Aufgabenstellung A ::
Geben Sie aus dem Textauszug über Schutzgebiete an Land und im Meer die Stelle wörtlich wieder, die bei den Worten „Neben diesem Punkt“ einsetzt und nach „aus der Tiefsee.“ endet.
Aufgabenstellung B ::
Führen Sie den Textauszug über Schutzgebiete an Land und im Meer im Anschluss an seinen letzten Satz weiter.

Schutz für Land und Meer

Neben diesem Punkt verständigten sich die Vertragspartner darüber hinaus auf die Einrichtung oder Ausdehnung von Naturschutzgebieten. An Land sollen die Schutzgebiete bis 2020 auf 17 Prozent der gesamten Landfläche anwachsen, bei den Ozeanen sollen es immerhin noch 10 Prozent sein.[6] Die vor der Konferenz geforderten Zielmarken von 25 und 20 Prozent scheiterten letztendlich am Widerstand Indiens und Chinas. Diese stellten sich vor allem gegen den Plan, ein knappes Sechstel der Meere zu Schutzgebieten zu erklären. Beide Staaten gehen davon aus, dass ihr Wirtschaftswachstum auch in Zukunft in erheblichem Umfang auf marine Produkte angewiesen ist oder setzen auf die zukünftige Nutzung von Rohstoffen wie Methanhydrat oder Erzen aus der Tiefsee.

Bereitgestellte Daten ::

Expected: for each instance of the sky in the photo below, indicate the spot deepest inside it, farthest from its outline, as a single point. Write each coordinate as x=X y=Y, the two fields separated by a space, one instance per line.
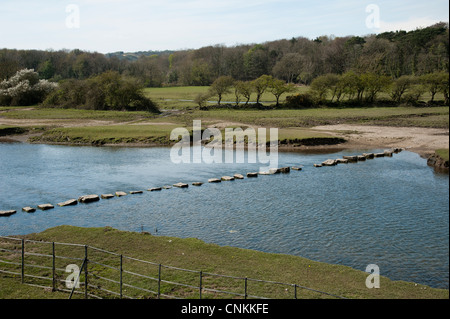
x=137 y=25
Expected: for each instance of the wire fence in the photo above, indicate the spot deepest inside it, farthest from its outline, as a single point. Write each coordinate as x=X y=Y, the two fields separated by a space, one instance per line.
x=88 y=272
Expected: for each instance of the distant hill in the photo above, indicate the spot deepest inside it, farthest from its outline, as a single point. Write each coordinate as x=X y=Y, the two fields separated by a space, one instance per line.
x=133 y=56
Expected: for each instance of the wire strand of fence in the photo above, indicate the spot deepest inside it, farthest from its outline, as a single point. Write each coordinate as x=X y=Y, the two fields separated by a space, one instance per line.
x=89 y=262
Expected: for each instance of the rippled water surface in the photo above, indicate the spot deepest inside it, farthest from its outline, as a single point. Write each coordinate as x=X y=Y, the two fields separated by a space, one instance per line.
x=393 y=212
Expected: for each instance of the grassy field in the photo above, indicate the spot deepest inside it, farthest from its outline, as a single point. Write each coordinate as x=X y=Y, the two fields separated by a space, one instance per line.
x=196 y=255
x=443 y=153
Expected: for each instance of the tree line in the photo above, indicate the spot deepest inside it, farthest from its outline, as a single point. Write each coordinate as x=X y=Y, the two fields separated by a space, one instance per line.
x=297 y=60
x=334 y=89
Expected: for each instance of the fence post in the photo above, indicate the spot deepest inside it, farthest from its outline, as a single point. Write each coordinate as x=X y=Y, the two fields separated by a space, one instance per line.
x=53 y=267
x=200 y=286
x=245 y=293
x=121 y=282
x=85 y=272
x=159 y=281
x=23 y=260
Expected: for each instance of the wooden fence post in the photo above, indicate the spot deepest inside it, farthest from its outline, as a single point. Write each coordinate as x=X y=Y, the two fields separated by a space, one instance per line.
x=23 y=260
x=85 y=272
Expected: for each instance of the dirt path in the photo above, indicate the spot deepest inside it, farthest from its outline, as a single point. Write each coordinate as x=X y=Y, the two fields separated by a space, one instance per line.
x=420 y=140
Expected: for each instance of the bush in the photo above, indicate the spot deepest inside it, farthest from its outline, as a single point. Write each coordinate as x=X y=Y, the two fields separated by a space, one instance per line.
x=25 y=88
x=107 y=91
x=299 y=101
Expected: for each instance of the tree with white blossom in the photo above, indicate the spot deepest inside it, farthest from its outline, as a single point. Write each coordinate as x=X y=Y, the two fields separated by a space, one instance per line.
x=25 y=88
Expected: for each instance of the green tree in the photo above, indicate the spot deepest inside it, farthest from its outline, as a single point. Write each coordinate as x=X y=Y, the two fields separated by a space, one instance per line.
x=279 y=87
x=260 y=86
x=400 y=86
x=221 y=86
x=25 y=88
x=320 y=86
x=374 y=84
x=432 y=83
x=244 y=88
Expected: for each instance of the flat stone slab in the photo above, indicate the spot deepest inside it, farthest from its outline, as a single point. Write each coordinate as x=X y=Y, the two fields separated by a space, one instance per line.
x=70 y=202
x=351 y=159
x=285 y=170
x=274 y=171
x=329 y=162
x=181 y=185
x=197 y=183
x=6 y=213
x=227 y=178
x=89 y=198
x=46 y=206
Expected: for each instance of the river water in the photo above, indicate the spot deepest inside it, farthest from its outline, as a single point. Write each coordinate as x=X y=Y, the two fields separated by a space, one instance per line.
x=392 y=212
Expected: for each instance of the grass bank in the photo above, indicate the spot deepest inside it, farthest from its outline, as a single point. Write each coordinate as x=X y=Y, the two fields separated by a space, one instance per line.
x=196 y=255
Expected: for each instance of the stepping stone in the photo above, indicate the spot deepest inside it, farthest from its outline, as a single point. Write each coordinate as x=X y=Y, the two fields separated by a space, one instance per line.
x=285 y=170
x=351 y=159
x=181 y=185
x=46 y=206
x=70 y=202
x=29 y=209
x=89 y=199
x=329 y=163
x=197 y=184
x=227 y=178
x=6 y=213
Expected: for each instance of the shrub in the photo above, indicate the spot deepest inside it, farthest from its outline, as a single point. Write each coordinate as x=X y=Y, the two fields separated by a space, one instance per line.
x=299 y=101
x=25 y=88
x=107 y=91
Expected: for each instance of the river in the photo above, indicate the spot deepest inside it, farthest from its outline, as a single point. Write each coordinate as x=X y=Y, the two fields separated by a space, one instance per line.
x=392 y=212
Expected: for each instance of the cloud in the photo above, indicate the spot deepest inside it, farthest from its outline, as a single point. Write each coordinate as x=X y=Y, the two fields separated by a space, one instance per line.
x=407 y=25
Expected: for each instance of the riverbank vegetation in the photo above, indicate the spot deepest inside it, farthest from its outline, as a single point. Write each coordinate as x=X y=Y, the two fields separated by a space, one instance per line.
x=196 y=255
x=298 y=60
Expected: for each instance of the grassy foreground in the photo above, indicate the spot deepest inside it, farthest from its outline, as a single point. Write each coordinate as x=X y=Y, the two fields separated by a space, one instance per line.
x=196 y=255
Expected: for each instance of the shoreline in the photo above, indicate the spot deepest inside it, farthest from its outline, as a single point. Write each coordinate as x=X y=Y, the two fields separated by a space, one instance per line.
x=423 y=141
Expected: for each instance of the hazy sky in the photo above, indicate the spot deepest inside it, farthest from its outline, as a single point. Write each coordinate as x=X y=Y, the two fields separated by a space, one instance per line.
x=138 y=25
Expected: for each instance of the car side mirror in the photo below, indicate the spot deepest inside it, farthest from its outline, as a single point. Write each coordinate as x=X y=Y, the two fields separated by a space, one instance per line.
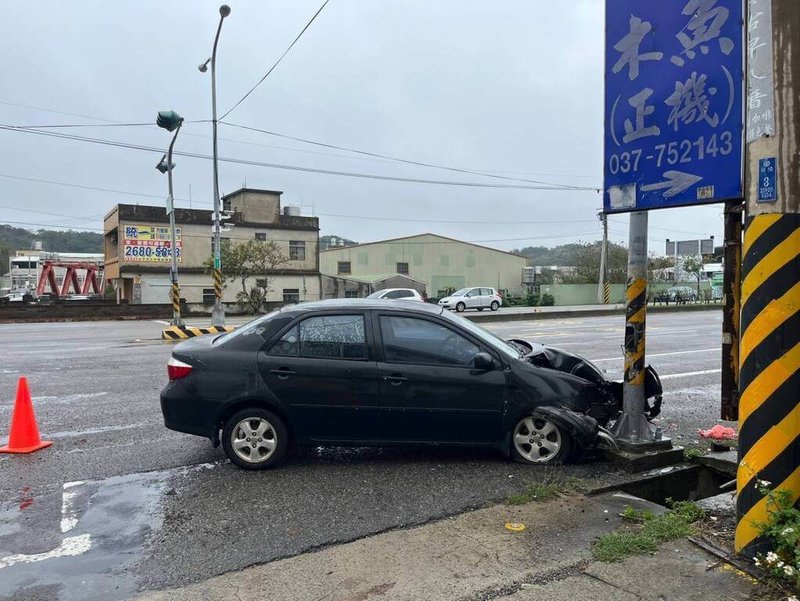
x=483 y=361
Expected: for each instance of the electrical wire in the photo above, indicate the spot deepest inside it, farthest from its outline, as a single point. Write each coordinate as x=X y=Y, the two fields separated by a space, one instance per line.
x=276 y=63
x=408 y=161
x=251 y=163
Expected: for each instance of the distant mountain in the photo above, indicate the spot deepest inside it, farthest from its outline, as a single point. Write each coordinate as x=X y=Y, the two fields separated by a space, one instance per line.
x=17 y=238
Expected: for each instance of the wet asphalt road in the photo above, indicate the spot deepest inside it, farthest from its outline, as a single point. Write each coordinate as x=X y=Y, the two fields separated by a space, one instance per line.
x=119 y=503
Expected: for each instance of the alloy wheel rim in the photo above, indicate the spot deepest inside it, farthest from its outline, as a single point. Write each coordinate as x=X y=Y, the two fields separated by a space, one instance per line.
x=537 y=440
x=254 y=439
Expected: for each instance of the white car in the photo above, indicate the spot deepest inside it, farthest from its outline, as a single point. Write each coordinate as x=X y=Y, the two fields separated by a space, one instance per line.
x=395 y=293
x=472 y=298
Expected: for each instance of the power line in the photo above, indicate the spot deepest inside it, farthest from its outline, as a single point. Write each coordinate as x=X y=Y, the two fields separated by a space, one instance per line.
x=364 y=217
x=251 y=163
x=277 y=62
x=408 y=161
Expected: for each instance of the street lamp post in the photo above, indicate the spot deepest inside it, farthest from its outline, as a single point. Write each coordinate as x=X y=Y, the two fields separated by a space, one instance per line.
x=171 y=121
x=218 y=312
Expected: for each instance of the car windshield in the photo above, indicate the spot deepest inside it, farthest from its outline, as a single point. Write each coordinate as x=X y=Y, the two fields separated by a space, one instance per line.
x=486 y=336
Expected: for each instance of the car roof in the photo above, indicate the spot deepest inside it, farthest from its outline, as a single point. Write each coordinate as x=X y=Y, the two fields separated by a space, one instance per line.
x=349 y=304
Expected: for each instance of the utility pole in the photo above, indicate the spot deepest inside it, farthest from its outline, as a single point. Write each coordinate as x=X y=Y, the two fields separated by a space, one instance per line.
x=603 y=289
x=218 y=312
x=731 y=289
x=632 y=430
x=769 y=350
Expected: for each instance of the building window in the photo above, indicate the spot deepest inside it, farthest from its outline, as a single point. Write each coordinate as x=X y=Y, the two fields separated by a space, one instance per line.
x=297 y=250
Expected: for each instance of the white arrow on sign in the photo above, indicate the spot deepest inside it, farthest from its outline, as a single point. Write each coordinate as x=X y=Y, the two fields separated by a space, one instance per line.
x=675 y=182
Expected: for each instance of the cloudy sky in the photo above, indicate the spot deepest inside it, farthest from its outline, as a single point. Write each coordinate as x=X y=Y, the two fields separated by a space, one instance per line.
x=513 y=88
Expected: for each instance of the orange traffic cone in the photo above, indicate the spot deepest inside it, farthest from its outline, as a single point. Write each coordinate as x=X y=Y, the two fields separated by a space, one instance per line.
x=24 y=436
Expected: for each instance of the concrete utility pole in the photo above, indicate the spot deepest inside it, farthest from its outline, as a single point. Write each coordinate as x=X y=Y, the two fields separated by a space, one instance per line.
x=632 y=430
x=769 y=351
x=604 y=289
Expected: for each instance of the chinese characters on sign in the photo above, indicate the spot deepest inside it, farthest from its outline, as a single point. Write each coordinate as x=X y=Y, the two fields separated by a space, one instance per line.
x=760 y=116
x=149 y=243
x=673 y=116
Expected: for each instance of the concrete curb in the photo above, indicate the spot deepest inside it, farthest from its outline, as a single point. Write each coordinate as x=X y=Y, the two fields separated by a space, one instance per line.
x=184 y=332
x=534 y=315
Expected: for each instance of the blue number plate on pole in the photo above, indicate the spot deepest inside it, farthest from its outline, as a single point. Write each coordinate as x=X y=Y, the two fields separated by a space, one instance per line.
x=673 y=103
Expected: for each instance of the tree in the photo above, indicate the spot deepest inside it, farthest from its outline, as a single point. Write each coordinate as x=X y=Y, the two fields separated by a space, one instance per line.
x=586 y=262
x=252 y=263
x=694 y=265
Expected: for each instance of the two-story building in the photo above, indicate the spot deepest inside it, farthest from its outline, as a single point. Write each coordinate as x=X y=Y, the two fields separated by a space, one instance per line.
x=138 y=242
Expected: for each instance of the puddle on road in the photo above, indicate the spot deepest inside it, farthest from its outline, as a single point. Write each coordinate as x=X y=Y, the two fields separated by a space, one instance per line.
x=82 y=541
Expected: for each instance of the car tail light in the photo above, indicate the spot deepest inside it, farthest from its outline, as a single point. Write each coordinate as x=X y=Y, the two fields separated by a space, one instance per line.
x=177 y=369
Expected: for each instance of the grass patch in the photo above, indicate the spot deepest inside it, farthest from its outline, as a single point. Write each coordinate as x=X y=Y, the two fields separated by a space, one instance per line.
x=544 y=491
x=648 y=532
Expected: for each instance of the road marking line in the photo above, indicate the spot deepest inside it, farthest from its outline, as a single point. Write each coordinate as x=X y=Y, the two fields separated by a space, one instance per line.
x=71 y=546
x=659 y=354
x=691 y=373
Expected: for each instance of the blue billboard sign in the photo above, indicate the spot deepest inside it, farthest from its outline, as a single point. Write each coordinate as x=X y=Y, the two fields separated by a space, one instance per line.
x=673 y=103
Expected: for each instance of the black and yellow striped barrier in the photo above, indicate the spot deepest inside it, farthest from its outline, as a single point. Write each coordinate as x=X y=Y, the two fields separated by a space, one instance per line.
x=184 y=332
x=769 y=360
x=635 y=313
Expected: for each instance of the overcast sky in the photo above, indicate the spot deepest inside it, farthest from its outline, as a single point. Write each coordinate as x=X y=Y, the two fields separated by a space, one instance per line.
x=509 y=87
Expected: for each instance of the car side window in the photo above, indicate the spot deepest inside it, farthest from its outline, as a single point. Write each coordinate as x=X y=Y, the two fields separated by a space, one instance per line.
x=325 y=337
x=412 y=340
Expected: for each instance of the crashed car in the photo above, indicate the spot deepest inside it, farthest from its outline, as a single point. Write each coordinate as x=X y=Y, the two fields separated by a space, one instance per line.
x=362 y=372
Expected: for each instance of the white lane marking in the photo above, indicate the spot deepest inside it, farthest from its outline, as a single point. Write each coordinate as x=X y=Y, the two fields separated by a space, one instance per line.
x=98 y=430
x=691 y=373
x=70 y=546
x=620 y=358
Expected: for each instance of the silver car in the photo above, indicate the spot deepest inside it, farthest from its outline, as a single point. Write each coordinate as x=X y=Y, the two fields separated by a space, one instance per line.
x=472 y=298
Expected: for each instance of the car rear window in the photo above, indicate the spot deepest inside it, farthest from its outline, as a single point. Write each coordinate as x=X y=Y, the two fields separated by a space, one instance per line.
x=324 y=336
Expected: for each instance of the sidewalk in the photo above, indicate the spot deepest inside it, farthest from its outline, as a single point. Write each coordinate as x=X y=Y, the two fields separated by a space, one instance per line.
x=473 y=557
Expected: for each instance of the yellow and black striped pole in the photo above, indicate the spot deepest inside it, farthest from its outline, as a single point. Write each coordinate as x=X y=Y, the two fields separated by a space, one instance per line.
x=769 y=349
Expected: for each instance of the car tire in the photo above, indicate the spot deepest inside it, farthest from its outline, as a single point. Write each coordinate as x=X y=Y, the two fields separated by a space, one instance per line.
x=268 y=445
x=537 y=440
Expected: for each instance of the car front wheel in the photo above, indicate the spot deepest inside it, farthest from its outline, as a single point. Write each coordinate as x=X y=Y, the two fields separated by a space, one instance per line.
x=536 y=439
x=255 y=439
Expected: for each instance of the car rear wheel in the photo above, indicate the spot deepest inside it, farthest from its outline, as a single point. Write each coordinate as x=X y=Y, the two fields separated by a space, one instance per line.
x=255 y=439
x=536 y=439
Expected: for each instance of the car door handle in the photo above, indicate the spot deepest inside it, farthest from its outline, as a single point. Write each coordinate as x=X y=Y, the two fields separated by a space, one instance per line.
x=282 y=373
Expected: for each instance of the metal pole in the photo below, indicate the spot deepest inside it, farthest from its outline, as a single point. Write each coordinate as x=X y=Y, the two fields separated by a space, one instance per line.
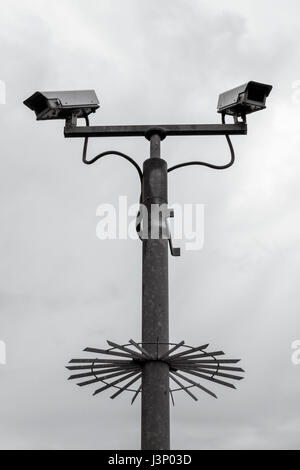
x=155 y=310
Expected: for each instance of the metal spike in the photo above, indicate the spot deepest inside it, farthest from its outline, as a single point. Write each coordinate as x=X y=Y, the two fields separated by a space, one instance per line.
x=184 y=388
x=167 y=354
x=136 y=394
x=116 y=382
x=185 y=353
x=140 y=348
x=123 y=389
x=110 y=376
x=108 y=353
x=127 y=350
x=200 y=356
x=102 y=372
x=100 y=366
x=172 y=397
x=204 y=389
x=214 y=373
x=210 y=379
x=100 y=361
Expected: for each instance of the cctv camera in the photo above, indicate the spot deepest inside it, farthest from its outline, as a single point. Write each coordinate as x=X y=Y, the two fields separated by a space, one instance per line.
x=245 y=99
x=62 y=104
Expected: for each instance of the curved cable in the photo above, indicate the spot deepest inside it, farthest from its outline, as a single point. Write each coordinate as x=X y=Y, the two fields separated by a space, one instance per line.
x=109 y=152
x=210 y=165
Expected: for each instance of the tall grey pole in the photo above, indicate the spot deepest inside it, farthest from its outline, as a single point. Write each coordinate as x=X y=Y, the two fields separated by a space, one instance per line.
x=155 y=309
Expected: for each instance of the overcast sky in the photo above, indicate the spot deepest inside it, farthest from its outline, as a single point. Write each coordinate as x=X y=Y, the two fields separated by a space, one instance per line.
x=62 y=289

Bearbeitung A ::
Neben diesem Punkt verständigten sich die Vertragspartner darüber hinaus auf die Einrichtung oder Ausdehnung von Naturschutzgebieten. An Land sollen die Schutzgebiete bis 2020 auf 17 Prozent der gesamten Landfläche anwachsen, bei den Ozeanen sollen es immerhin noch 10 Prozent sein.[6] Die vor der Konferenz geforderten Zielmarken von 25 und 20 Prozent scheiterten letztendlich am Widerstand Indiens und Chinas. Diese stellten sich vor allem gegen den Plan, ein knappes Sechstel der Meere zu Schutzgebieten zu erklären. Beide Staaten gehen davon aus, dass ihr Wirtschaftswachstum auch in Zukunft in erheblichem Umfang auf marine Produkte angewiesen ist oder setzen auf die zukünftige Nutzung von Rohstoffen wie Methanhydrat oder Erzen aus der Tiefsee.

Bearbeitung B ::
Im strategischen Plan der Konvention wurden konkrete mittel- bis langfristige Ziele und Prioritäten für den internationalen Biodiversitätsschutz festgelegt. Der strategische Plan hatte das Ziel, bis 2010 die gegenwärtige Rate des Biodiversitätsverlustes deutlich zu reduzieren. Das globale 2010-Biodiversitätsziel wurde trotz Erfolgen in einzelnen Bereichen auf regionaler, nationaler und lokaler Ebene insgesamt nicht erreicht. Welche Ziele die globale Biodiversitätspolitik von 2011 bis 2020 verfolgen soll, wurde auf der Konferenz diskutiert.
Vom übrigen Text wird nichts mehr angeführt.